Short problem
Convert the rows below into a two-column CSV with the headers "text" and "answer", one line per row. Put each field in quotes, replace line breaks with spaces, and leave out the pictures.

begin Information supplied

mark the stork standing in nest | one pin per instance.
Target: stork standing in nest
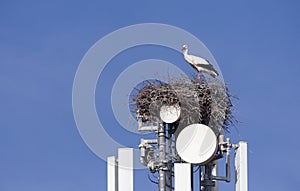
(199, 64)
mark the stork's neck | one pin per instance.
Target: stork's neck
(185, 52)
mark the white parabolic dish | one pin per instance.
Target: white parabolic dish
(196, 144)
(169, 114)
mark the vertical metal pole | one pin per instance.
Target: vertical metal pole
(125, 169)
(169, 165)
(241, 167)
(112, 174)
(214, 172)
(162, 156)
(183, 177)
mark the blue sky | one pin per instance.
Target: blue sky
(256, 44)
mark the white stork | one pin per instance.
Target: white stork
(200, 64)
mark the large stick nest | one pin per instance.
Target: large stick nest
(205, 103)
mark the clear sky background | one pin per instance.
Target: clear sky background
(256, 44)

end Information supplied

Task result
text,answer
"mark the stork standing in nest | one pin per instance. Target: stork standing in nest","(199, 64)"
"mark the stork's neck | one pin per instance. Target: stork's neck","(185, 52)"
"mark the white parabolic dish | one pin per instance. Target: white parabolic dish","(196, 144) (169, 114)"
"mark the vertical metal pole | one pin per instance. Target: vertical metal pole","(125, 169) (169, 165) (241, 167) (112, 174) (214, 172) (162, 156) (183, 177)"
"mark the blue sky | one pin per instance. Target: blue sky","(256, 44)"
"mark the white stork | one pin per instance. Target: white stork","(200, 64)"
"mark the large stick nest | one pin per instance. Target: large stick nest","(205, 103)"
"mark the clear sky background | one pin per instance. Target: clear sky background","(256, 44)"